▸ Brief:
Your task is to print each entry exactly as written.

Stored records:
···
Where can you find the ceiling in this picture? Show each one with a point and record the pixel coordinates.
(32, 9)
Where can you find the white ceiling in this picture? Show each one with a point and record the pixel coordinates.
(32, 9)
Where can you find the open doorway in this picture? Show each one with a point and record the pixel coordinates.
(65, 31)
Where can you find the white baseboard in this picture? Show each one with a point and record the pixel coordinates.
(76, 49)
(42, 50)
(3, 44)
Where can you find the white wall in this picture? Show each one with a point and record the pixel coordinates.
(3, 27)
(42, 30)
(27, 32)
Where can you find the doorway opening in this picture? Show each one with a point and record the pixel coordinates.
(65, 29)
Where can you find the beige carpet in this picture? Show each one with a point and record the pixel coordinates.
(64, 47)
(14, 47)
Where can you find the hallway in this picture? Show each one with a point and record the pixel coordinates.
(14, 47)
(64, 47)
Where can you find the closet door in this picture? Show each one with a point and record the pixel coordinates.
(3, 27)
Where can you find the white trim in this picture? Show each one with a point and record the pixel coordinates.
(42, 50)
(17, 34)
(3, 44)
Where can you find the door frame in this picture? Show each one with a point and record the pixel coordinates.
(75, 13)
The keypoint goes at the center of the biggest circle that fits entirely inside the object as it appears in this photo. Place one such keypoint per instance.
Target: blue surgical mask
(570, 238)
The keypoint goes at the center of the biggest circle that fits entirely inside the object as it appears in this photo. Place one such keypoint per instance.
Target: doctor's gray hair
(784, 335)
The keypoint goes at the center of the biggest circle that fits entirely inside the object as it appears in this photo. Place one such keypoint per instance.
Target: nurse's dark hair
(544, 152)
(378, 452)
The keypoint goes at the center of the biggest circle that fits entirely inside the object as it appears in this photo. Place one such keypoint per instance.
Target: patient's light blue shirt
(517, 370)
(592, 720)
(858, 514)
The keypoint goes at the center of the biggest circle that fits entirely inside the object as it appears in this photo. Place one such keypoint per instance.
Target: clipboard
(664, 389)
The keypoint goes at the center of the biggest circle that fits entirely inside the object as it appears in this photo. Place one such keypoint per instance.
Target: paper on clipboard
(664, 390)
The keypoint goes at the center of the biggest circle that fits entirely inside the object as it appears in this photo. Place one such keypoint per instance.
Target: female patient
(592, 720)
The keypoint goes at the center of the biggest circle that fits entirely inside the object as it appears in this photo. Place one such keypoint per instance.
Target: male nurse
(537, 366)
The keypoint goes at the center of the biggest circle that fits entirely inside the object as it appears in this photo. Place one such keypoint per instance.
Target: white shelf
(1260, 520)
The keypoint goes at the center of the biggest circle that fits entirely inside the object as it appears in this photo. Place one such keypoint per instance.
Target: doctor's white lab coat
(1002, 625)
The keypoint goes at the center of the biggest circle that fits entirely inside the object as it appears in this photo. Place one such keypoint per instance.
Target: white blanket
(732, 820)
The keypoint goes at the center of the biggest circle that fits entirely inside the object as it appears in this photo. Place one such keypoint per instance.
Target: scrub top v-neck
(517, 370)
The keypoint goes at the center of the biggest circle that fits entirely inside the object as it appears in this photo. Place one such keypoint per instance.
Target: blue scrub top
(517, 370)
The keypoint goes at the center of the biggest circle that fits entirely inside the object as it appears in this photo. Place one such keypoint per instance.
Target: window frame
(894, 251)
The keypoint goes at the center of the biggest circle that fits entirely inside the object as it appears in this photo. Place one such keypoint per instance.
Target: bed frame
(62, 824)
···
▸ Reply:
Where can you find the ceiling in this picture? Show each one with a point and record the pixel coordinates.
(32, 9)
Where can you find the white ceiling in this picture? Show each one with a point and record the pixel coordinates.
(32, 9)
Where can you find the open doorway in this picture? Show each one with a point and record the pixel coordinates.
(65, 31)
Where can you find the white baseboard in this picture? Show each one with a point and record the pixel coordinates.
(76, 49)
(42, 50)
(3, 44)
Where can you find the white wall in this picture? Show each one with a point and record the pixel coordinates.
(3, 27)
(42, 30)
(27, 32)
Where can you find the doorway opening in this picture? Show each one with a point and record the pixel coordinates.
(65, 29)
Where can you find the beige carpet in this picture? Show each one with a point and record the pixel coordinates.
(64, 47)
(14, 47)
Where can you find the hallway in this picture? Show each one with a point and record the pixel coordinates.
(14, 47)
(64, 47)
Where can you find the closet door in this picture? Show each one with a point and record the pixel coordinates.
(3, 27)
Where can you find the white trim in this picture? Show each one with a point and record the pixel coordinates.
(42, 50)
(17, 34)
(3, 44)
Where can you find the door frame in this picture? Show each one with a point and record the pixel coordinates.
(75, 13)
The keypoint goes at the center of the biggest circle that fits entirely inside the object as it appears in this photo. Place one such keypoint per instance.
Target: blue surgical mask
(570, 238)
The keypoint goes at the center of the biggest circle that fits entirely inside the object as it appears in this photo. Place one such keypoint per instance.
Target: doctor's gray hair
(784, 335)
The keypoint goes at the center of the biggest circle that fits entirely inside the object as it appears in this photo. Place one such keypoint per instance.
Target: nurse's dark hair
(544, 152)
(378, 452)
The keypoint goes at the center of the biggest circle that fits entirely inside the object as it appears in this photo. Place one such keypoint per instance.
Target: patient's light blue shirt
(517, 370)
(592, 720)
(858, 514)
The keypoint goes at the center of the biggest circle that fits entirely inside the object as it appears in this photo. Place one such keypoint per instance.
Target: clipboard
(664, 389)
The keypoint goes at the center of the biggest circle that fits entirely inside the object as it appears in this photo. Place one such keypoint per instance.
Target: paper on clipboard
(664, 390)
The keypoint goes at the center of the biggest circle that fits entirely inside the object as it appears in this photo. Place one such keypoint per instance.
Target: female patient
(592, 720)
The keypoint goes at the center of the biggest circle that fits entirely inside the object as it appears in this photo. Place one such keypoint per instance.
Target: male nurse
(537, 366)
The keypoint goes at the center of the biggest circle that fits entirely inside the object as it appears in this photo. Place one such keypoint per instance.
Target: white shelf
(1260, 520)
The keypoint goes at the center of the biggest circle that fits entirely inside the object as it appears in this photo. Place one such keypoint per instance.
Target: doctor's white lab coat
(1002, 625)
The keypoint goes at the center of the biggest circle that fits entirely inside the object as it appears in this photo. Place one such keypoint per instance.
Target: white blanket
(732, 820)
The keypoint goes at the center of the biggest circle that fits entirely inside the object as it appears in this photo. Place one such keypoint per instance.
Target: scrub top v-neck
(517, 370)
The keypoint goes at the center of the biggest circle that fits entirely inside the object as it appears in this photo. Place one such keypoint per instance.
Target: blue scrub top
(517, 370)
The keypoint goes at the center of the biggest circle that fits entirely inside the object as it appears in this photo. Place one such keypoint per instance.
Target: window frame
(894, 251)
The keypoint goes at the center of the biggest circle that fits entirely inside the object as it appears in this photo. Place one such keypoint per instance.
Target: bed frame
(62, 824)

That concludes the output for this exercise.